--- PASSAGE ---
-- Opening Marker --
Whether organic chemists are working on developing new molecular energetics or creating new blockbuster drugs in the pharmaceutical industry, each is searching how to optimize the chemical structure of a molecule to attain desired target properties.
Part of that optimization includes a molecular crystal’s packing motif, a perceived pattern in how molecules orient relative to one another within a crystal structure. The current packing motif datasets have remained small because of intensive manual labeling processes and insufficient labeling schemes.
To help solve this problem, a team of Lawrence Livermore National Laboratory (LLNL) materials and computer scientists have developed a freely available package, Autopack, which formalizes the packing motif labeling process and can automatically process and label the packing motifs of thousands of molecular crystal structures. The research appears in the Journal of Chemical Information and Modeling.
-- Closing Marker --
--- INFORMATION SHOWN ---
-- Opening Marker --
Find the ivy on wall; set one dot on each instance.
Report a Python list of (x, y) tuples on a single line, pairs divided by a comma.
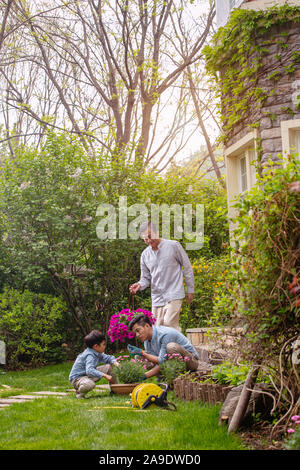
[(236, 60)]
-- Closing Marker --
--- ACTIONS TO TAKE ---
**a.** From the packing-motif article, please extract the text from "To help solve" to "Information and Modeling.".
**b.** Write what comes next in the packing-motif article, beginning after its final sentence.
The listing has no connection to the packing-motif article.

--- ACTIVITY ANSWERS ---
**a.**
To help solve this problem, a team of Lawrence Livermore National Laboratory (LLNL) materials and computer scientists have developed a freely available package, Autopack, which formalizes the packing motif labeling process and can automatically process and label the packing motifs of thousands of molecular crystal structures. The research appears in the Journal of Chemical Information and Modeling.

**b.**
Small-scale crystal engineering studies over the past 30 years suggest that, while predicting experimental crystal structures from a chemical structure alone remains out of reach, there may be relationships between molecules’ chemical structures and a specific attribute of the crystal structure they adopt called the packing motif.
A molecular crystal’s packing motif is an important concept for energetics and organic electronics applications due to observed correlations between molecular crystals’ packing motifs and performance properties of interest, which include insensitivity for molecular explosives and charge transport for molecular semiconductors.
No formalized and open-source method of assigning packing motifs has ever been created until now. Instead, packing motifs are ascribed to molecular crystals simply by human evaluation of a crystal structure and judgment, resulting in small and noisy datasets.
“In the era of machine learning, the ability to create large, labeled datasets of molecular crystal packing motifs is now especially important,” said LLNL data scientist Donald Loveland, lead author of the paper. “Such efforts may generate models that can predict packing motifs from molecules’ chemical structure alone, which would help organic chemists prioritize syntheses of new molecules based on the desired packing motif and properties.”
The new LLNL work uses an efficient optimization algorithm that circumvents many problems found in previously proposed packing motif labeling methods, leading to new state-of-the-art results when tested on an LLNL-curated dataset.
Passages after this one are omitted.